* [INSTRUCTIONS TO FOLLOW] Copy out the entries below exactly as they stand, but only from the line containing "# mark one dot per instance, written like column 467, row" through the line containing "Target: building facade".

Dataset entries:
++++++++++

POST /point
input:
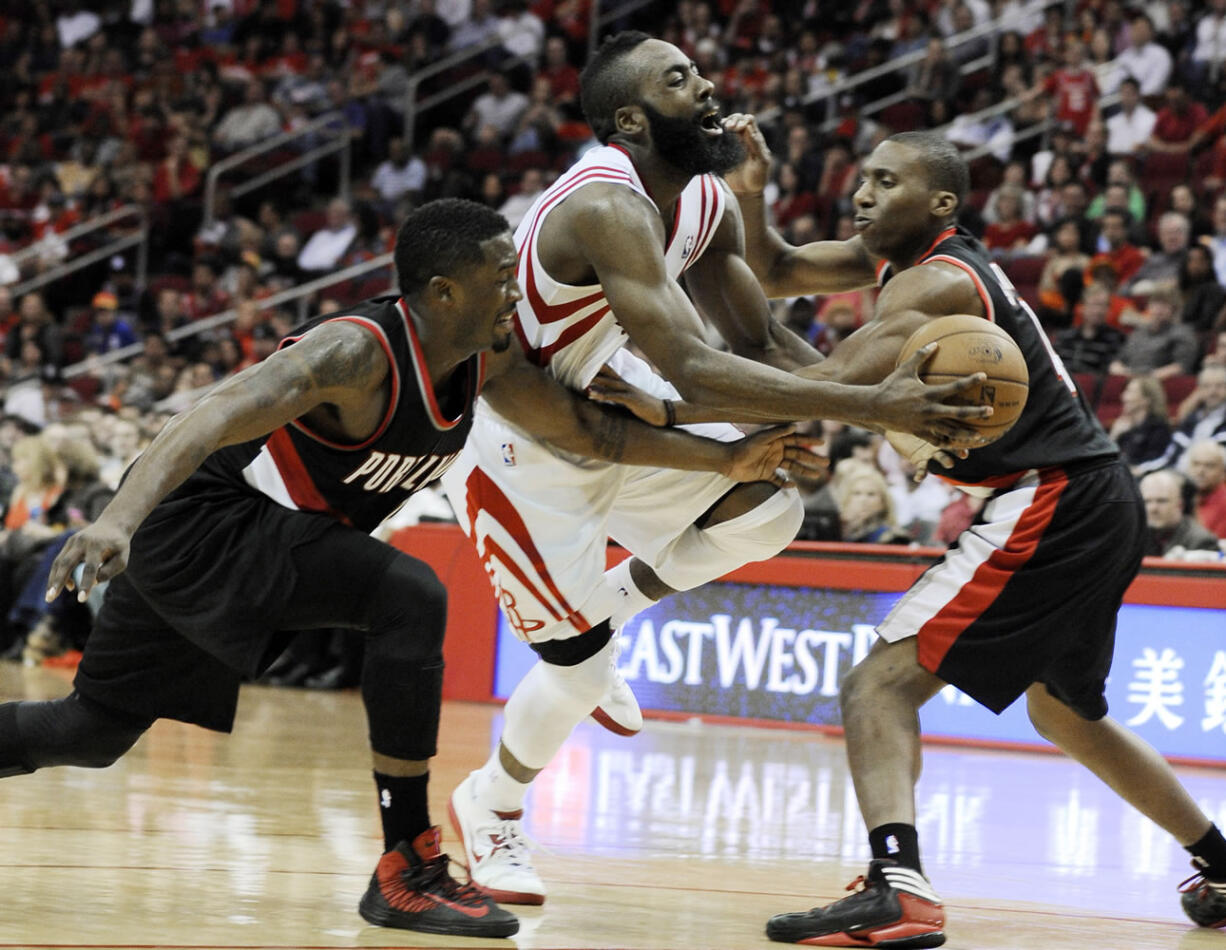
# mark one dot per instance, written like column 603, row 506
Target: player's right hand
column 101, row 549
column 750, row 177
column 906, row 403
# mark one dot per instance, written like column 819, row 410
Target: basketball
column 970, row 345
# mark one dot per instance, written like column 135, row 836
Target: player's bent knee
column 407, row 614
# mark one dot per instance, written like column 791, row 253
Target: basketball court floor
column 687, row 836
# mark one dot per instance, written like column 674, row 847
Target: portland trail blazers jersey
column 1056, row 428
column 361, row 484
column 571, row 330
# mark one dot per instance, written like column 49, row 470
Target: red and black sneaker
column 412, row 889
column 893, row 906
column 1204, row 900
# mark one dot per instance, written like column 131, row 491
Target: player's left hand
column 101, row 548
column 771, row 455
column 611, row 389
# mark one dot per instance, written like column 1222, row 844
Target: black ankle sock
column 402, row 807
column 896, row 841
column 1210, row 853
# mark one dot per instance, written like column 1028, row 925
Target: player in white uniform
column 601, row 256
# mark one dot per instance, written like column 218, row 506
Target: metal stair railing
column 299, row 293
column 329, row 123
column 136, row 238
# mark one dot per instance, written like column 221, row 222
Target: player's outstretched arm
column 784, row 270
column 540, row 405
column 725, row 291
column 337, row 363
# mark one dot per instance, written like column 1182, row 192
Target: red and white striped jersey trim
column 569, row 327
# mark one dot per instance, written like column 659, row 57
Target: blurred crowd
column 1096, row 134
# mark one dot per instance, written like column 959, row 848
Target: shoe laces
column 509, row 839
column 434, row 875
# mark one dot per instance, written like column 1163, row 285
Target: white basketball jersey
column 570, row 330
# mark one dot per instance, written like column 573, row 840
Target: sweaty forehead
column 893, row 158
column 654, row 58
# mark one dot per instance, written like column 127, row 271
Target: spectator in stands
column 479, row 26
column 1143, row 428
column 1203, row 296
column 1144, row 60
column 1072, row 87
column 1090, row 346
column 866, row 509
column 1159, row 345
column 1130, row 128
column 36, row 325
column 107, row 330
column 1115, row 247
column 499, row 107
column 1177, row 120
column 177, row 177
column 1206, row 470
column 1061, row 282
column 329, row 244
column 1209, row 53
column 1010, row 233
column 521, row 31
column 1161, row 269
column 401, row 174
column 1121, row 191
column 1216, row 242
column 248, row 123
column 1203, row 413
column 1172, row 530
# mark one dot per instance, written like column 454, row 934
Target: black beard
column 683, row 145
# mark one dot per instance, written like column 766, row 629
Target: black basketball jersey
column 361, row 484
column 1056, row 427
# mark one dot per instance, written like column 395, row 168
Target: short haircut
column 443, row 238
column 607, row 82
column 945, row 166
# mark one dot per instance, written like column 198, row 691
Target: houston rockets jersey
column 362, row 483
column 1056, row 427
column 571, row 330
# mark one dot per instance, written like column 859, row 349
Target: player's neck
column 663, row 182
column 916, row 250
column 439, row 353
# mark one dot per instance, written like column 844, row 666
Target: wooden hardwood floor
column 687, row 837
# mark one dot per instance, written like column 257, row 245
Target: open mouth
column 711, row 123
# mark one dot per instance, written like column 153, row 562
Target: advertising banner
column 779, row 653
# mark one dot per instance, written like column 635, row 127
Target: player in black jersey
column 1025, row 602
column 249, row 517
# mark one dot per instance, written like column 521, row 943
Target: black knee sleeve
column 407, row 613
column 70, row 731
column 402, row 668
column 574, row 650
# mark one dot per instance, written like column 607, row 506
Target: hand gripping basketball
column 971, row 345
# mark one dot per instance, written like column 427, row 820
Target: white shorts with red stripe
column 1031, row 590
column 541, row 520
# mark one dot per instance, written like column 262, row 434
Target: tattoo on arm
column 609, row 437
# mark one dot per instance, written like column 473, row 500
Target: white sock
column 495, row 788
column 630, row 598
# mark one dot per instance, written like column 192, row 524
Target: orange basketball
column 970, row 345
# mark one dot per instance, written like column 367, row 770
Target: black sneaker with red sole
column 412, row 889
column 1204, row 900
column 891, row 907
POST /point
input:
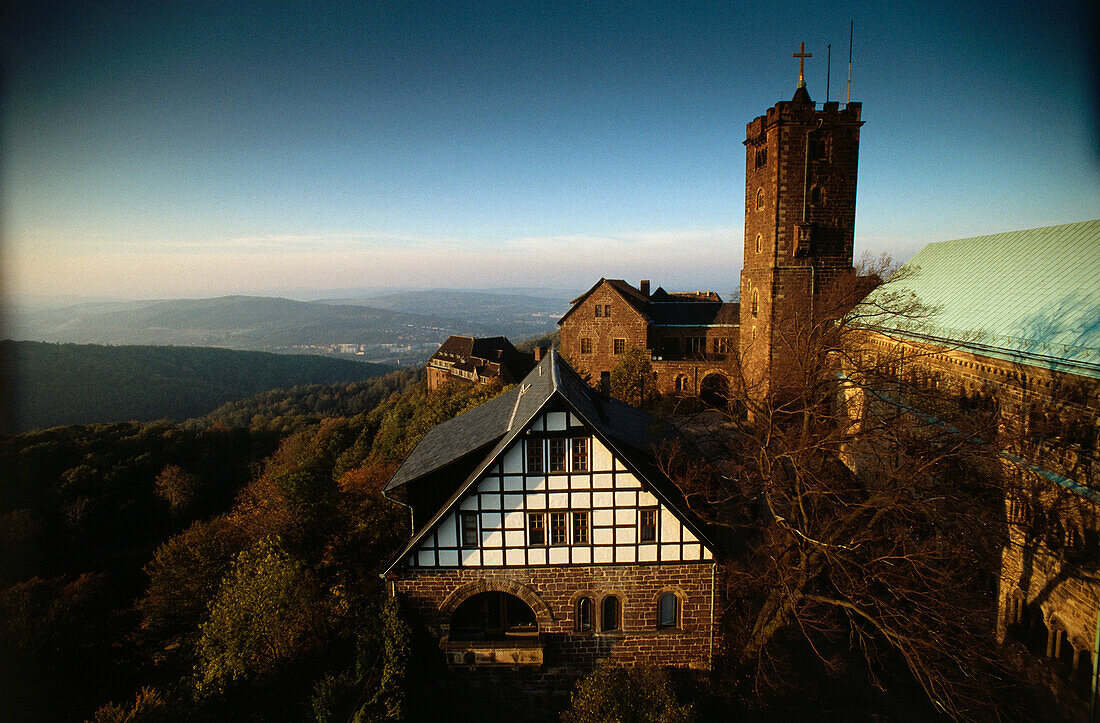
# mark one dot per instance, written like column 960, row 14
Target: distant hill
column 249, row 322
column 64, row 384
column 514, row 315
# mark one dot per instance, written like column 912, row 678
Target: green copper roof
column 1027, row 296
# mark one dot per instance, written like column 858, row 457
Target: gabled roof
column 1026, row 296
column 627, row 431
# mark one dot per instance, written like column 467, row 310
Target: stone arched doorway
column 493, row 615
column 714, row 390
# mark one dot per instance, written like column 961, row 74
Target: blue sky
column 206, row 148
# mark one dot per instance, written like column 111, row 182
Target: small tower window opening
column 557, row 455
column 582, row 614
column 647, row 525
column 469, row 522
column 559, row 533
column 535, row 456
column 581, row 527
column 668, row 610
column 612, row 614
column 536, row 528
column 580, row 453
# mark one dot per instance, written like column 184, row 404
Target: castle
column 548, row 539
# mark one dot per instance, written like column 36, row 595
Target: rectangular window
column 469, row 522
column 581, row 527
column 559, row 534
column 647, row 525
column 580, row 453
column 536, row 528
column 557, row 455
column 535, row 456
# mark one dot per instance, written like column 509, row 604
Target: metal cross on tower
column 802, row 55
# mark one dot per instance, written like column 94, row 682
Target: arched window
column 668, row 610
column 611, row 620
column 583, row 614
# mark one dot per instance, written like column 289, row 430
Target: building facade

++++++++++

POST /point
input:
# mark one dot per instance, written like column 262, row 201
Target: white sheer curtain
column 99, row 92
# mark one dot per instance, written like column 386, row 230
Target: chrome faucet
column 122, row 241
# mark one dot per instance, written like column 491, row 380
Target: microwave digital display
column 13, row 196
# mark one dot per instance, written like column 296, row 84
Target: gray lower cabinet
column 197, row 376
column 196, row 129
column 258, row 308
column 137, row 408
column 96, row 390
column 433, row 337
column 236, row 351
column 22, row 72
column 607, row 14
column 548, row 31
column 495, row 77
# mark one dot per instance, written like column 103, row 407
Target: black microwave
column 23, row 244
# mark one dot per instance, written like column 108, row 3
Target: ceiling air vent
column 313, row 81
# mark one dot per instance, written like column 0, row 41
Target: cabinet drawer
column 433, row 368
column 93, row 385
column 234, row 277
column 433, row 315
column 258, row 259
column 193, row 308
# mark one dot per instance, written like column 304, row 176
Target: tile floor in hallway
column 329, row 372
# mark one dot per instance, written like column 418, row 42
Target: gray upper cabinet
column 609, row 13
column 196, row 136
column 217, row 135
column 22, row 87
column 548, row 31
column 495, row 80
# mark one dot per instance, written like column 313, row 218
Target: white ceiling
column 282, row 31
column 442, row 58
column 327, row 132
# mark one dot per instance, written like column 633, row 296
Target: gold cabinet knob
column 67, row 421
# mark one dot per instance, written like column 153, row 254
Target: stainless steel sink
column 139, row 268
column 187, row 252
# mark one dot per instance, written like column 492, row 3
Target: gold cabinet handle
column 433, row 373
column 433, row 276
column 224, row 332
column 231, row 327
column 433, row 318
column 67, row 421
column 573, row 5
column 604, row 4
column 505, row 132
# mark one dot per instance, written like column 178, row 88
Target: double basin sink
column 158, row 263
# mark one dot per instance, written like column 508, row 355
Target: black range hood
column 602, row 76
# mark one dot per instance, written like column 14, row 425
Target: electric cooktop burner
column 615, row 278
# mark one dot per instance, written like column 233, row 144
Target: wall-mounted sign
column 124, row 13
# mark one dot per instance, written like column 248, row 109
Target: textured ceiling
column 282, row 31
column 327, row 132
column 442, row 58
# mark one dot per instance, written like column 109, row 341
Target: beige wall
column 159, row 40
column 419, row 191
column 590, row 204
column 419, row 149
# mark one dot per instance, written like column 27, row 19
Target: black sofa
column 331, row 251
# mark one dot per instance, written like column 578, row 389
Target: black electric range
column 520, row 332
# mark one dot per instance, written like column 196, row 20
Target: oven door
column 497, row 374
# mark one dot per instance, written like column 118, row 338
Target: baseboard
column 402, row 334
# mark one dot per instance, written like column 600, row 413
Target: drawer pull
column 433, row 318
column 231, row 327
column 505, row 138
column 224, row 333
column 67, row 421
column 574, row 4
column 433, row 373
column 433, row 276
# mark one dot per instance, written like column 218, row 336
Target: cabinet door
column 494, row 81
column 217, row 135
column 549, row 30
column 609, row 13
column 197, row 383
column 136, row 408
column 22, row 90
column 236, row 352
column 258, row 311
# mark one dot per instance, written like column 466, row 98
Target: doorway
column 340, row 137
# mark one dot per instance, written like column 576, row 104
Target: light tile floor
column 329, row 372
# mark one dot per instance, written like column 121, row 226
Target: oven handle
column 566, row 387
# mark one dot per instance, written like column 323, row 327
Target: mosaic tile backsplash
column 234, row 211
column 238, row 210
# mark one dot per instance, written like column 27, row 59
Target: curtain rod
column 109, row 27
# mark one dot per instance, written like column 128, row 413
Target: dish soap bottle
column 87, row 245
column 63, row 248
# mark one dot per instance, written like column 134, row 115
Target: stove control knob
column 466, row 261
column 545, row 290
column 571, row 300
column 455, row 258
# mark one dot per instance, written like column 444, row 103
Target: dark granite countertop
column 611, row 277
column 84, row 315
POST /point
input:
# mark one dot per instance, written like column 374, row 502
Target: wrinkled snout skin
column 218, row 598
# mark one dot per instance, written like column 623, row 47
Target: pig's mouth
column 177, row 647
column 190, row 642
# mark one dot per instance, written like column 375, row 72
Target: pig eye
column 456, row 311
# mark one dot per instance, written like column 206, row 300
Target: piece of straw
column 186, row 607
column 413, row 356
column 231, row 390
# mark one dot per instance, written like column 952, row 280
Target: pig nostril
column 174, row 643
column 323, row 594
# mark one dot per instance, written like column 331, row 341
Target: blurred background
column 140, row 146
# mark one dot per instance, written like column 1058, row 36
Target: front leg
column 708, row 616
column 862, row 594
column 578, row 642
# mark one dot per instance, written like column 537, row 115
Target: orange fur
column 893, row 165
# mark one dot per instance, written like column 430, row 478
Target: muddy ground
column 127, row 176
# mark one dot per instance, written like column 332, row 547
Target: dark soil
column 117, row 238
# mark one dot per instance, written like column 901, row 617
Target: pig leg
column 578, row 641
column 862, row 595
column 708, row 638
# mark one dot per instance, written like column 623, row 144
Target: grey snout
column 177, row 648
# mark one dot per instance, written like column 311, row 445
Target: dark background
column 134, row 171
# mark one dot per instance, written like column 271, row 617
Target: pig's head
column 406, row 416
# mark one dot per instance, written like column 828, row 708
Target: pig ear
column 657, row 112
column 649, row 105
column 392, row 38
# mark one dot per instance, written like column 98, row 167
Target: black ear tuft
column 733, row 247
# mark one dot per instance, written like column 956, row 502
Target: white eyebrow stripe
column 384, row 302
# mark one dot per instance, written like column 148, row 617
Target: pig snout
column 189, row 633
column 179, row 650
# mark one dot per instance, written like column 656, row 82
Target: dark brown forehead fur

++++++++++

* [SOLUTION TO THE PROBLEM]
# mark one dot per instance, written like column 467, row 310
Target: stone arched doorway
column 493, row 615
column 714, row 390
# mark one dot per instance, written like column 961, row 74
Target: blue sky
column 206, row 148
# mark one dot per instance, written like column 111, row 182
Target: small tower window opening
column 557, row 455
column 582, row 614
column 647, row 525
column 469, row 522
column 559, row 533
column 535, row 456
column 581, row 527
column 668, row 610
column 612, row 614
column 536, row 528
column 580, row 453
# mark one dot per instance, written like column 184, row 404
Target: castle
column 548, row 539
# mark one dot per instance, written like column 36, row 595
Target: rectangular window
column 469, row 522
column 581, row 527
column 559, row 534
column 647, row 525
column 580, row 453
column 536, row 528
column 557, row 455
column 535, row 456
# mark one dot per instance, written like column 509, row 604
Target: metal cross on tower
column 802, row 55
# mark one dot per instance, written like column 94, row 682
Target: arched window
column 668, row 610
column 611, row 620
column 583, row 614
# mark one dot per instance, written like column 289, row 430
Target: building facade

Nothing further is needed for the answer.